[Start]
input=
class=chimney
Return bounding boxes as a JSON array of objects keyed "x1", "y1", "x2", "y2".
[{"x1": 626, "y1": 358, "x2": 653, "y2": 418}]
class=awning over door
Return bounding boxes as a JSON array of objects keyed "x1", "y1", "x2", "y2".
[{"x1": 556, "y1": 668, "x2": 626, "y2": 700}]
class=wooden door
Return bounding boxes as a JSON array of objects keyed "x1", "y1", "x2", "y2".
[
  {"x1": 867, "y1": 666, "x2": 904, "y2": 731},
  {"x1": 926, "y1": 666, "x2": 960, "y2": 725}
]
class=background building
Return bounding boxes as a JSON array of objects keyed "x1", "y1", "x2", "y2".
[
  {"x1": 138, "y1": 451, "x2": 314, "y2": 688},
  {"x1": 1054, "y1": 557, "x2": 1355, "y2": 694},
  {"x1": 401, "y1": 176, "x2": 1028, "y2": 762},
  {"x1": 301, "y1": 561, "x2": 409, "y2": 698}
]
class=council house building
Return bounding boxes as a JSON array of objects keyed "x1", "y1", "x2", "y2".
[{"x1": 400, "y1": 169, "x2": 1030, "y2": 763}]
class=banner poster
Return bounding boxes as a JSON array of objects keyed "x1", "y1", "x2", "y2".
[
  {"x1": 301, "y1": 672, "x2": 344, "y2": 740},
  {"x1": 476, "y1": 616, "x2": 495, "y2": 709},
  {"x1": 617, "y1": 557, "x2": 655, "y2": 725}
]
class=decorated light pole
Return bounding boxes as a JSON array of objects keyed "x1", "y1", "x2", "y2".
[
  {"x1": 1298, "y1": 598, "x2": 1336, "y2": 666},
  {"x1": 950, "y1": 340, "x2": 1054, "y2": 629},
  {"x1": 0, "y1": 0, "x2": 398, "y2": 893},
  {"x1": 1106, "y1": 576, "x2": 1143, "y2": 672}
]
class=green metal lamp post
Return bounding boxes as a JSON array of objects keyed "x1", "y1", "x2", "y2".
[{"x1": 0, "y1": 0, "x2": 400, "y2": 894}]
[End]
:: What is asked ::
Could you format every line of the data, from the line containing "class=green metal lamp post" up to and including the last line, as a JSON list of strings with one string per line and no blank lines?

:: Exercise answer ::
[
  "class=green metal lamp post",
  "Return bounding boxes as a JSON array of objects keyed \"x1\", \"y1\", \"x2\", \"y2\".",
  "[{\"x1\": 0, \"y1\": 0, \"x2\": 400, \"y2\": 894}]"
]